> PROBLEM TO SOLVE: Reproduce the part of the electrolysis text from "This is Newton's" up to and including "thrust or propulsion." word for word.

Background information
Water (a liquid) consists of two hydrogen atoms and one oxygen atom joined together in a molecule. The electrical current breaks the bond between the water and hydrogen, splitting the molecule into hydrogen and oxygen ions.

The separation of water into hydrogen and oxygen using electricity is called electrolysis. The hydrogen ions are positively charged and collect at the negatively charged terminal of the electrical supply. There the hydrogen ions pick up an electron-forming hydrogen gas.

The oxygen atoms are negatively charged and collect at the positively charged terminal. There the oxygen ions lose an electron and form oxygen gas. The hydrogen and oxygen gas bubbles float to the surface and enter the bottom of the rocket.

Pushing the button ignites and burns the gas in the rocket. The heat produced expands the gases, which are pushed out the bottom of the rocket at high speed. It is the gas being forced out the bottom of the rocket that provides the energy to move the rocket up the wire.

This is Newton's Third Law: For every action, there is an equal and opposite reaction. For example, a person standing on the ground exerts a downwards force on the ground and the ground exerts an equal upwards force on them.

The rocket moves up the wire because the mass of hot gas is accelerated from the rocket, producing a downwards force on the surface below the rocket. There is an equal and opposite reaction from the surface creating an upwards force on the rocket – this is called thrust or propulsion.

The speed at which the rocket moves depends on the mass and acceleration (increasing the speed) of the gases. Force is equal to mass times acceleration (F=m x a). Increasing the mass and or the speed of the gases being forced out the bottom of the rocket creates a greater force on the surface below the rocket and the rocket moves faster.

Referring expression data
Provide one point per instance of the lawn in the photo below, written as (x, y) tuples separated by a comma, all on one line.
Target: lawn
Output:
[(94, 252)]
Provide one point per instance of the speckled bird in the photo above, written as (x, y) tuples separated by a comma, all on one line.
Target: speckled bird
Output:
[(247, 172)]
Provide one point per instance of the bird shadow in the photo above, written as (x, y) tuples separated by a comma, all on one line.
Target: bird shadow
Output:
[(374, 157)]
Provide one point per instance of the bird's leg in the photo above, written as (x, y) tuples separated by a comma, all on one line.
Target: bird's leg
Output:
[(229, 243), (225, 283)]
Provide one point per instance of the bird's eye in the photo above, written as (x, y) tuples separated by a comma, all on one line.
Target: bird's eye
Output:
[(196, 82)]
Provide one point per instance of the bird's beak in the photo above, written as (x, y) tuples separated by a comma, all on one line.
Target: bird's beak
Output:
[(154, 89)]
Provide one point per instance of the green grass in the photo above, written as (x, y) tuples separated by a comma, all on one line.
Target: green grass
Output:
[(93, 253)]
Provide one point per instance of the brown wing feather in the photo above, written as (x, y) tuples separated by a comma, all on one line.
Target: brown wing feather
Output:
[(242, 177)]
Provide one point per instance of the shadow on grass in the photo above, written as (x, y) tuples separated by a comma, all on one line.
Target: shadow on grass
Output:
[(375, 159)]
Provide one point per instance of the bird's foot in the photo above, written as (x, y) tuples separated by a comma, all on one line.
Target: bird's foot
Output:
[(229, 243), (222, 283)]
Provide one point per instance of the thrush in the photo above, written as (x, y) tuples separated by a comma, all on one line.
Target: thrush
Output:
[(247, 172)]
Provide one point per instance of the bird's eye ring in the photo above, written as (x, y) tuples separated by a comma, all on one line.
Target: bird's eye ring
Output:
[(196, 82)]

> RESPONSE AREA:
This is Newton's Third Law: For every action, there is an equal and opposite reaction. For example, a person standing on the ground exerts a downwards force on the ground and the ground exerts an equal upwards force on them.

The rocket moves up the wire because the mass of hot gas is accelerated from the rocket, producing a downwards force on the surface below the rocket. There is an equal and opposite reaction from the surface creating an upwards force on the rocket – this is called thrust or propulsion.